Goal →
Reproduce the items character for character, from the very first line through the line containing "<point>12,46</point>", both ends included.

[Data lines]
::::::::

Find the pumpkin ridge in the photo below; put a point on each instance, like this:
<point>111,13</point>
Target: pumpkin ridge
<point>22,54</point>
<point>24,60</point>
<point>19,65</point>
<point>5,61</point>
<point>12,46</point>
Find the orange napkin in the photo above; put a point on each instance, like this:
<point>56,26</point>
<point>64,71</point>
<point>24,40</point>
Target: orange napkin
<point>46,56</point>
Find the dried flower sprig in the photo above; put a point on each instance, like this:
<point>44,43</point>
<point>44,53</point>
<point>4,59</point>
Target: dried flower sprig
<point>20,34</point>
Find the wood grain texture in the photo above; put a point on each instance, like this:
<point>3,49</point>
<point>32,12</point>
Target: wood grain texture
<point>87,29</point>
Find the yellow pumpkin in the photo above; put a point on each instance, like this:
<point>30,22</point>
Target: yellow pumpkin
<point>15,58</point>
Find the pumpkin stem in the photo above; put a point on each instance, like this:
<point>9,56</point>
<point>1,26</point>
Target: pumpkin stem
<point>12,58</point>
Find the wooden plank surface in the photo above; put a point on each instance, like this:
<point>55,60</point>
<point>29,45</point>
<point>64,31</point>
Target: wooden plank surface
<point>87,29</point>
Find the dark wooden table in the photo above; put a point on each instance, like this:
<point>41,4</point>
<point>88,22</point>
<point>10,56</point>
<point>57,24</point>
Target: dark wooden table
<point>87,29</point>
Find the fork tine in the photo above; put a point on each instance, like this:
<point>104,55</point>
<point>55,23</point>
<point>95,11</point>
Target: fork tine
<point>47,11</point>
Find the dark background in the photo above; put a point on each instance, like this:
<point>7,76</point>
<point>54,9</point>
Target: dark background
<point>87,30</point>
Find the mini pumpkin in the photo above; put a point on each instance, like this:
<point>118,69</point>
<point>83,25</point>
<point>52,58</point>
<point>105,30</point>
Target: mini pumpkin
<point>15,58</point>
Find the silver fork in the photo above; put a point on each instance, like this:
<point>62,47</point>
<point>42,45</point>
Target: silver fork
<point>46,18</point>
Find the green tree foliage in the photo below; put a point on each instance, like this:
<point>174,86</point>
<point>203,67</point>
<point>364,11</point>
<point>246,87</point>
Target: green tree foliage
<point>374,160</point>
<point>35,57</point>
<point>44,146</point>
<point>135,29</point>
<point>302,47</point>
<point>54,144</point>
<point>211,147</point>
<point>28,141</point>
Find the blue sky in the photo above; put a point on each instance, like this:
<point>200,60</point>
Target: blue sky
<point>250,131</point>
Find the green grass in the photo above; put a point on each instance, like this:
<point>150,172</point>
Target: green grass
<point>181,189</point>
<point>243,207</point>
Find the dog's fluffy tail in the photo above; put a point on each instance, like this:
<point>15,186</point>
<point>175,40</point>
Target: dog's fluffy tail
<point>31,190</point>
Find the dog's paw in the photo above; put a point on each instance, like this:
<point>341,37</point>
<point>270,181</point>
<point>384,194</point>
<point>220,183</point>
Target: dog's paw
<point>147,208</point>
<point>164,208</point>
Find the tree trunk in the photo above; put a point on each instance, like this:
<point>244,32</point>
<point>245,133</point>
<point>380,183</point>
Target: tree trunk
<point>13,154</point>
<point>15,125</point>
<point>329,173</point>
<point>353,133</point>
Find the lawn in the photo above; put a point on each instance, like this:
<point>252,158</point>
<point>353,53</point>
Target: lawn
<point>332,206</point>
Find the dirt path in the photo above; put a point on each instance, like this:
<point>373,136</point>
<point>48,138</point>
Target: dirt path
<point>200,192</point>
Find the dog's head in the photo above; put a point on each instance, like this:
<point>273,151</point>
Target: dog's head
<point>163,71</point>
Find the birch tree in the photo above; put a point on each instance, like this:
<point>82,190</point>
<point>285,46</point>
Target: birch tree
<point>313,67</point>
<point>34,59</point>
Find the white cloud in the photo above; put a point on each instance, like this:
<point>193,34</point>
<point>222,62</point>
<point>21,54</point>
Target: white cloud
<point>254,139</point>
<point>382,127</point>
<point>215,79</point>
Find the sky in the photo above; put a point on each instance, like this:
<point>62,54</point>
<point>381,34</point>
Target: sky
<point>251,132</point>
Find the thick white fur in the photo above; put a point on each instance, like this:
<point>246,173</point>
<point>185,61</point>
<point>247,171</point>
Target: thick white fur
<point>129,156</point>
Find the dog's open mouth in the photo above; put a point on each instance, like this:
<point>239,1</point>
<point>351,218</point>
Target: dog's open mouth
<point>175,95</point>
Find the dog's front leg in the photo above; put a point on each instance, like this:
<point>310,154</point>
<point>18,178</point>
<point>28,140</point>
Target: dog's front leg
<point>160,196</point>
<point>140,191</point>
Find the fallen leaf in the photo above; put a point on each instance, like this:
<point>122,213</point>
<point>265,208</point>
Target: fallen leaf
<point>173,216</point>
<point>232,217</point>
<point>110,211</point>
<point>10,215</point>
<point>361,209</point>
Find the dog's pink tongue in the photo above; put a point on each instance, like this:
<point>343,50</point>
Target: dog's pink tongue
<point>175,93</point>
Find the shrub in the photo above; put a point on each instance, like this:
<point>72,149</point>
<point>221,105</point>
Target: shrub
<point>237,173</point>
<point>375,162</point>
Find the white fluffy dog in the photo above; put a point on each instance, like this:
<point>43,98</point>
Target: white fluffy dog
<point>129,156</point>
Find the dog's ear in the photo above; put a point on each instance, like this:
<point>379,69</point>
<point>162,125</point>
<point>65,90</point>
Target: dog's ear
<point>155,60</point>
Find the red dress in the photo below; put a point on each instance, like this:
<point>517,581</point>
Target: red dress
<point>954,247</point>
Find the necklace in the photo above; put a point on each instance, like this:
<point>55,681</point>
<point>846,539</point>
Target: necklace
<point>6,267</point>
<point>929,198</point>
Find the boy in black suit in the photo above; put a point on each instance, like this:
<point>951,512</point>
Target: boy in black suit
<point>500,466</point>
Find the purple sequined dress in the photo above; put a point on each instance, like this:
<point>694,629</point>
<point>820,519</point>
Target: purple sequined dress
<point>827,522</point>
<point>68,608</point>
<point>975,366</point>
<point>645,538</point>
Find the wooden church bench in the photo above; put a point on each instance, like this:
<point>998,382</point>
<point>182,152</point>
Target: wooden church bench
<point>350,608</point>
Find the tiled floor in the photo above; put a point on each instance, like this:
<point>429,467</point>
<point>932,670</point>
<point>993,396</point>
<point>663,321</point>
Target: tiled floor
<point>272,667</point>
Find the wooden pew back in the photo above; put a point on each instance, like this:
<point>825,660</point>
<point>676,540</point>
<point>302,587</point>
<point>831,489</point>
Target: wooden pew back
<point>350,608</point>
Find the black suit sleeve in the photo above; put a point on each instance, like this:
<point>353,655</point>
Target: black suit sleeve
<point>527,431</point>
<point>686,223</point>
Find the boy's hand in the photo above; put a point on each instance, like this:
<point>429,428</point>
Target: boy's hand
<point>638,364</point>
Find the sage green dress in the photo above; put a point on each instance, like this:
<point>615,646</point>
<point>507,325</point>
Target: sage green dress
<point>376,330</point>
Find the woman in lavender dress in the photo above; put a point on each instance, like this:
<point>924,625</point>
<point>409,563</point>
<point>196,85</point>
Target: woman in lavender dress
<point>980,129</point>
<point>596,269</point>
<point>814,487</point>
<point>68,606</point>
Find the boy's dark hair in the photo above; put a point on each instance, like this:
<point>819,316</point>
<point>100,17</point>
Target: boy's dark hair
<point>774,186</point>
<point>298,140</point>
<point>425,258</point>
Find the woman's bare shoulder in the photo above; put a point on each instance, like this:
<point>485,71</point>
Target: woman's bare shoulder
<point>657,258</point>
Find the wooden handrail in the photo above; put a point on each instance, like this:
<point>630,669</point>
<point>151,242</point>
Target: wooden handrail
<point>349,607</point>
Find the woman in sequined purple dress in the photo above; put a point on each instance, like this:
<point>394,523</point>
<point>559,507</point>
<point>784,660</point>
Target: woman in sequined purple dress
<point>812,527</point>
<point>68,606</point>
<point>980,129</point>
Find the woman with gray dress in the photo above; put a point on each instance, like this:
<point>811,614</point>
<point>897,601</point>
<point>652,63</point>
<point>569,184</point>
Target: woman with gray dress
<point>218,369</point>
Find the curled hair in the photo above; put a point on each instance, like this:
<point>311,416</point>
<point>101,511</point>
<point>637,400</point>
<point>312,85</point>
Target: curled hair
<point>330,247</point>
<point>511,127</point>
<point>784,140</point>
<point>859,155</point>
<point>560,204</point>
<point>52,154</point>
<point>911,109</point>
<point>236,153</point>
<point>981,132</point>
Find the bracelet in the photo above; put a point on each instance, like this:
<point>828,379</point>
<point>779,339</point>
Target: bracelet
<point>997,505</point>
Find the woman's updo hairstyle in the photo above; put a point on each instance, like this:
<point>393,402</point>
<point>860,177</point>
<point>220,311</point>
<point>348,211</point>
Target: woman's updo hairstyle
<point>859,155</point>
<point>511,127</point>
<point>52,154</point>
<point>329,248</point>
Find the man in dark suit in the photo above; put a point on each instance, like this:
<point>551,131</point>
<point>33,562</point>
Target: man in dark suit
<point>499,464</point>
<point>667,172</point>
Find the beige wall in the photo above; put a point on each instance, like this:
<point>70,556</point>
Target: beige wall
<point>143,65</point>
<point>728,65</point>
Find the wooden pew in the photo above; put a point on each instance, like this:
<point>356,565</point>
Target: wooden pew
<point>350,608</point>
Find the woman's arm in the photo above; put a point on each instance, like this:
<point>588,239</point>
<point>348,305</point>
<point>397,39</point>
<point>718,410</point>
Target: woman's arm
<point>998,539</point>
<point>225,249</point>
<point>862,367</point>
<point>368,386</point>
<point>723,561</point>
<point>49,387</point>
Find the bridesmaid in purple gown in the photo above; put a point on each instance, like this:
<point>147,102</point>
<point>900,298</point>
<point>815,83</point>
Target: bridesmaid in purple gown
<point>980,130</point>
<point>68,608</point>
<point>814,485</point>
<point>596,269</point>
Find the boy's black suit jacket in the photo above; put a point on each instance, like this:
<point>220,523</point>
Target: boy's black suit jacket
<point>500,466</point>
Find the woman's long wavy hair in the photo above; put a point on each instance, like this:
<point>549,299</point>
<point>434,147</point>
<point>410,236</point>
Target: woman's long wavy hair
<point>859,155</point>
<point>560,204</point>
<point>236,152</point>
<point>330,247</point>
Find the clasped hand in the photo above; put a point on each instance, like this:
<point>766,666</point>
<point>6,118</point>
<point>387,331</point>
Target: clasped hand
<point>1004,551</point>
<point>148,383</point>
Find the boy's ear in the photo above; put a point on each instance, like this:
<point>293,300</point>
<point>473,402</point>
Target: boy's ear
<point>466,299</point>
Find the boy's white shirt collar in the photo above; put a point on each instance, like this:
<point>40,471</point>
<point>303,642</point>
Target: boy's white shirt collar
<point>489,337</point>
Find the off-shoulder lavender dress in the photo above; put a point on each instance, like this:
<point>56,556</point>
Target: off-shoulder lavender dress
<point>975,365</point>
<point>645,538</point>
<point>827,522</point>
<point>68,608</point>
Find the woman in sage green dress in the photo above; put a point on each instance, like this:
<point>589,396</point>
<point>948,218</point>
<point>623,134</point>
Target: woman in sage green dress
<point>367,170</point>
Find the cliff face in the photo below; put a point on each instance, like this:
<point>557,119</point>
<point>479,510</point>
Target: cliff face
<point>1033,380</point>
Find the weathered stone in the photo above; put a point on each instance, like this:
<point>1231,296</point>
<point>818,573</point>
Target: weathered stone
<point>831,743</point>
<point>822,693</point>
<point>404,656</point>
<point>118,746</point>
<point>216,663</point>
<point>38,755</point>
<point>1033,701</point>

::::::::

Response below →
Find the pumpkin ridge in the photo below; put a point on each instance, like this:
<point>111,13</point>
Target: pumpkin ridge
<point>22,54</point>
<point>24,60</point>
<point>19,65</point>
<point>5,61</point>
<point>12,46</point>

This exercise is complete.